- **ASSIGNED TASK**:
Go through the data below and copy each line where the word "white" occurs.

[[ SOURCE DATA, beginning ]]

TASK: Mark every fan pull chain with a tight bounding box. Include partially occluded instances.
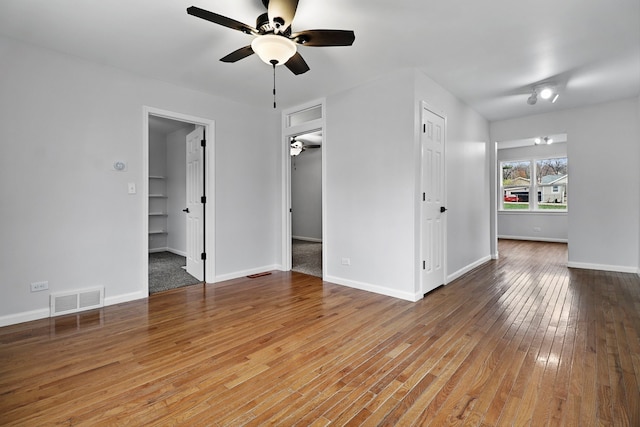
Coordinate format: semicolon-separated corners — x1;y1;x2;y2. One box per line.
271;60;277;109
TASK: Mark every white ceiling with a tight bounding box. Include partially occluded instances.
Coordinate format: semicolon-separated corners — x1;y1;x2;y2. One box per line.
1;0;638;121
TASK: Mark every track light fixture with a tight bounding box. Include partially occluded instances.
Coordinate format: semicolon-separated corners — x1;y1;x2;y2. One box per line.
527;85;559;106
534;136;553;145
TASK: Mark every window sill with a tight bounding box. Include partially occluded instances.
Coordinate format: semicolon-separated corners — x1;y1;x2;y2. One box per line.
498;210;568;215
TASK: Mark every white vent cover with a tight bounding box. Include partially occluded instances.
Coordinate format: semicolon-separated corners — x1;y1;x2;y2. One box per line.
50;287;104;316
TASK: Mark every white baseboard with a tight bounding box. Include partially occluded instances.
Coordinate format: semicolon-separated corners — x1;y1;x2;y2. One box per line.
149;247;187;257
292;236;322;243
447;255;492;284
214;264;282;283
567;261;638;274
498;235;568;243
166;248;187;257
323;275;421;302
0;308;50;328
104;290;148;306
148;247;168;253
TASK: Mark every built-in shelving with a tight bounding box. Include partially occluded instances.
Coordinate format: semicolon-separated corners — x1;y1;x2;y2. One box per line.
149;176;168;249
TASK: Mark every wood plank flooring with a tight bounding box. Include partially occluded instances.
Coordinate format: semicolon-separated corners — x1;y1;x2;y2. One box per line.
1;240;639;426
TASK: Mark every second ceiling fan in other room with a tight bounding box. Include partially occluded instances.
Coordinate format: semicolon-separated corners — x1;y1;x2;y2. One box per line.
290;135;321;156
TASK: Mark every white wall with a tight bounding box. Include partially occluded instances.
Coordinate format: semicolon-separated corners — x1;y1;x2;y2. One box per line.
497;142;568;242
490;98;640;272
324;68;490;301
291;148;322;241
0;36;280;326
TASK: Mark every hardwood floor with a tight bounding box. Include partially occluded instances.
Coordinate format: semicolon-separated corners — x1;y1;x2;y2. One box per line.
1;240;639;426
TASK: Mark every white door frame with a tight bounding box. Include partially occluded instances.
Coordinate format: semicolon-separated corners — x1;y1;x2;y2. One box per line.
419;102;447;294
142;106;215;295
281;99;326;275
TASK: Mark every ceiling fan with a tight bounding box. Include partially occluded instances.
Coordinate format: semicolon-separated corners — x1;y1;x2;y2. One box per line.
290;136;321;156
187;0;355;76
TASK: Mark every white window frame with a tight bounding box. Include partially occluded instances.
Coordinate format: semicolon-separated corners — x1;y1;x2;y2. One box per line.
500;156;568;212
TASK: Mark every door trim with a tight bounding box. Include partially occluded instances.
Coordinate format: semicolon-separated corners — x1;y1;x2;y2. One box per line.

[[ SOURCE DATA, end ]]

- **OUTPUT OF THE EXERCISE**:
TASK: Mark every white ceiling with a tight bounding box. Include partially occluded instances.
TASK: Mark every white vent cover with a tight bounding box. Include partially occluded instances.
TASK: Mark every white baseboard with a tight bounding box. Include partially occluded instances.
TASK: Mark every white wall with a tight bounding box. Include partially occluded instances.
TASK: Mark every white door frame with a tight bounding box. Include partially occluded instances.
TASK: Mark every white window frame with a tight bounding box. Include partially occluded instances.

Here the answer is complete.